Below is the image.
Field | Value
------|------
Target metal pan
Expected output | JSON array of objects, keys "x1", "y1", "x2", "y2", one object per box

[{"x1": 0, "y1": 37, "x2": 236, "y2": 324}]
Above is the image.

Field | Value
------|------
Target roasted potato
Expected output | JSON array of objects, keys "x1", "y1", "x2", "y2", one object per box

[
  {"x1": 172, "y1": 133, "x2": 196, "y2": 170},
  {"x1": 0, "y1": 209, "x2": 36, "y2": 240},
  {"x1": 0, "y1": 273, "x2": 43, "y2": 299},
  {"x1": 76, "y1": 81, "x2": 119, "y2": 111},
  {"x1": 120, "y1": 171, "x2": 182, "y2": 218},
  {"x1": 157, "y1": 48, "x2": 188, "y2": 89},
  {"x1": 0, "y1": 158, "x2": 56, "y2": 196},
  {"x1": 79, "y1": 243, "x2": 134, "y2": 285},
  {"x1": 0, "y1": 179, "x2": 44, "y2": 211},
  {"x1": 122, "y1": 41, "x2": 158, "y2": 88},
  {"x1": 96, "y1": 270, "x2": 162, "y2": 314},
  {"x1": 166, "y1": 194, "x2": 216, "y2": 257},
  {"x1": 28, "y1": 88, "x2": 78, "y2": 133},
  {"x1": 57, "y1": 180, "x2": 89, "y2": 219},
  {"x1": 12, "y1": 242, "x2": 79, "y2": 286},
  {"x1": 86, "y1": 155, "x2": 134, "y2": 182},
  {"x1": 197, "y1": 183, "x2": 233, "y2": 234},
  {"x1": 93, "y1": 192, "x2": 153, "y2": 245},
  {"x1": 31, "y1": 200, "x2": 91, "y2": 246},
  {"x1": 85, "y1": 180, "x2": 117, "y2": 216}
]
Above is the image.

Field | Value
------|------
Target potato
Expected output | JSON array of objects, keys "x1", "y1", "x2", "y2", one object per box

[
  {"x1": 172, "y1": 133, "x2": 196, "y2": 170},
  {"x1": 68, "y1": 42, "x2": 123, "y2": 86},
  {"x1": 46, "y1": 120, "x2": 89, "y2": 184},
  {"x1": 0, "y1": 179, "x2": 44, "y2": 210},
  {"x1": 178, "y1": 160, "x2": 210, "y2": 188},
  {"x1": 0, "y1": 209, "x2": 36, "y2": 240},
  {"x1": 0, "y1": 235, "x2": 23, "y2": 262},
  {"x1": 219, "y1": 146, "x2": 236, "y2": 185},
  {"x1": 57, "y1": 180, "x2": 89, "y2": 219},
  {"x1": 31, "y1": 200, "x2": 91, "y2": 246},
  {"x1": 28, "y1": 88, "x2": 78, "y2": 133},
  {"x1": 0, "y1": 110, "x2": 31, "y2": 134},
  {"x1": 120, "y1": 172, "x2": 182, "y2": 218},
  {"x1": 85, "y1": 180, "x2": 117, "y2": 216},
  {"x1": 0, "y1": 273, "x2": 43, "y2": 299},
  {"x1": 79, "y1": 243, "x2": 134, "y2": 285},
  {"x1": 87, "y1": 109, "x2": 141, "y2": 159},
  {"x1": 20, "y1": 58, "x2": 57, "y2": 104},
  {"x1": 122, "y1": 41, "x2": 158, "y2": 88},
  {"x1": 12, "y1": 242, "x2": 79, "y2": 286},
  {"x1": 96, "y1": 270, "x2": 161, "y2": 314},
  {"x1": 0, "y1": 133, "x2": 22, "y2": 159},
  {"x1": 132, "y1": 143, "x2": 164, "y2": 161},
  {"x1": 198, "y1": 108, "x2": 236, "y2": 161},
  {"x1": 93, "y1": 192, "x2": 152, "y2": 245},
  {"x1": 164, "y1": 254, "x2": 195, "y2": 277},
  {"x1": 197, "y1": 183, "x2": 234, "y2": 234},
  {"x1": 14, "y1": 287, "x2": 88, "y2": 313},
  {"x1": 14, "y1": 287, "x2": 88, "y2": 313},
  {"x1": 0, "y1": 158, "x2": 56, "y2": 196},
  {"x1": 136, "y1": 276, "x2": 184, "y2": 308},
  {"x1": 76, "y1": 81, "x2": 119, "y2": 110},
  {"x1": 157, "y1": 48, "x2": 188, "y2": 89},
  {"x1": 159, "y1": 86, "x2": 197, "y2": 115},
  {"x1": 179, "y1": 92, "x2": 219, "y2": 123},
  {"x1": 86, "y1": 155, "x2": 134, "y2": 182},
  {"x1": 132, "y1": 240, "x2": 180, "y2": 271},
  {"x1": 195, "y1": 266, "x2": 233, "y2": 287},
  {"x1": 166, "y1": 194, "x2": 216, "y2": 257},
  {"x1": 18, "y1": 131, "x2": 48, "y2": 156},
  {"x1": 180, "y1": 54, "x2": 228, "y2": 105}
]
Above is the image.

### WORK TO DO
Report each line in the listing above that contains the string "Target", copying every such line in full.

### ANSWER TO THE PROBLEM
Target metal pan
Target roasted potato
Target potato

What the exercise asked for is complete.